What to do:
In the records below, find the line containing "Record the location of each instance of the concrete". Restate it and all the lines after it exactly, and omit the rest.

(Data entries)
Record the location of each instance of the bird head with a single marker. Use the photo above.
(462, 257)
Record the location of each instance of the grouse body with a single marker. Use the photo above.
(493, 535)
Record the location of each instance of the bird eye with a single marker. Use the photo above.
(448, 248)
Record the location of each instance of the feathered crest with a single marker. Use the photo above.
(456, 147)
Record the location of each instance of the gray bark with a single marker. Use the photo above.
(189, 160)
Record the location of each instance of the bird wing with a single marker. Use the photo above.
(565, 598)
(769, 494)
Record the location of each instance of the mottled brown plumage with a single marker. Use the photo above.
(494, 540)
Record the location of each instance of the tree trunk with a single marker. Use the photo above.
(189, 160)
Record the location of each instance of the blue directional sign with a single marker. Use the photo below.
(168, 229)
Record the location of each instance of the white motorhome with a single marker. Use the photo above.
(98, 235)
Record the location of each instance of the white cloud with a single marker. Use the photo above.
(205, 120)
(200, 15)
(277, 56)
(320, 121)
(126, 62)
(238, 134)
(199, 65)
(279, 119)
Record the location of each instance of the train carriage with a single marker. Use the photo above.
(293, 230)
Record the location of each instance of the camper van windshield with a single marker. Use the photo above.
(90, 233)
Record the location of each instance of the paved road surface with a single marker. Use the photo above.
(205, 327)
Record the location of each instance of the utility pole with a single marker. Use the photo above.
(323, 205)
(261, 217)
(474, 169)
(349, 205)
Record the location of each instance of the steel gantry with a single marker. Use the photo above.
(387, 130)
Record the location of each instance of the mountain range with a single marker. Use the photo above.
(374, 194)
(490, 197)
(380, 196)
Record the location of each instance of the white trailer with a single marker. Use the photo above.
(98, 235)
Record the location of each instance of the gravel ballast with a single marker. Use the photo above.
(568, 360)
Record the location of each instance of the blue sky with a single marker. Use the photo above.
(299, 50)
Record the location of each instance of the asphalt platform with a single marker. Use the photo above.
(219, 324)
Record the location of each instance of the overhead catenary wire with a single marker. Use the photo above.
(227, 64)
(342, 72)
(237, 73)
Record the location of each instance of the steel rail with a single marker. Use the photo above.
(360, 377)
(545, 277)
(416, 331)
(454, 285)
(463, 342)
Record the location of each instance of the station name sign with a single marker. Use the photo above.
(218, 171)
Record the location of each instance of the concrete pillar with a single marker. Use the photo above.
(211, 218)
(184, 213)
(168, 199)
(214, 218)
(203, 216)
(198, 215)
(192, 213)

Finished exercise:
Record the location of each instance of the concrete pillar with a single marker. Use the photo above.
(211, 218)
(184, 213)
(168, 199)
(214, 218)
(203, 216)
(198, 215)
(192, 213)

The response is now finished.